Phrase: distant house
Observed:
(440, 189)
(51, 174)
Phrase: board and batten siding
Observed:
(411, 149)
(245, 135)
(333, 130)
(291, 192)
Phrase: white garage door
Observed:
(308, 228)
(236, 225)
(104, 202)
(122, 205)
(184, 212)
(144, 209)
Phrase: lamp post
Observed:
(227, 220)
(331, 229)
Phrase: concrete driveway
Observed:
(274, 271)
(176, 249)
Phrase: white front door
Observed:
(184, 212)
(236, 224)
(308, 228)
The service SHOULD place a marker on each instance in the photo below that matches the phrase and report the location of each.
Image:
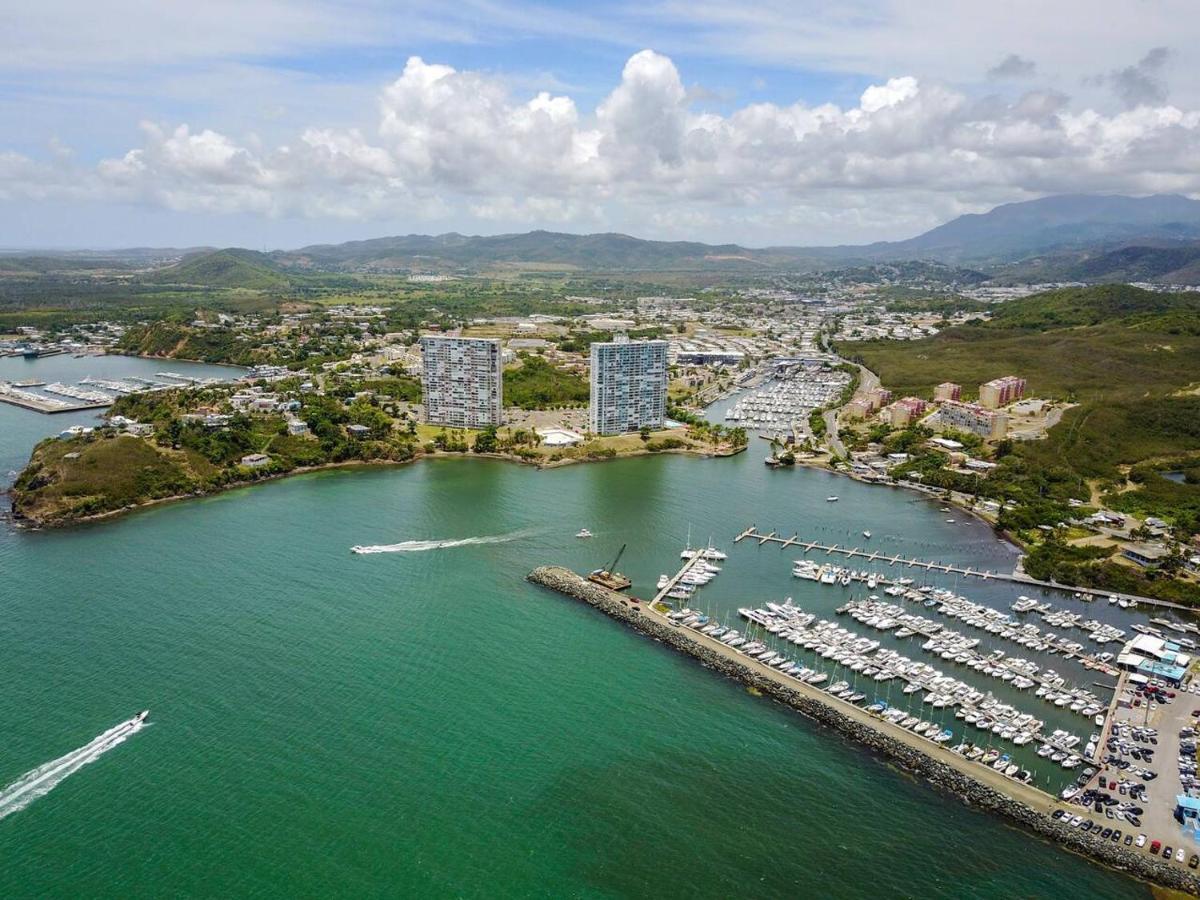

◆ PROBLEM: What lines in the listing include the string "white"? Copy them out.

◆ YOUR SOLUTION:
Phrase: white garage door
Phrase: white front door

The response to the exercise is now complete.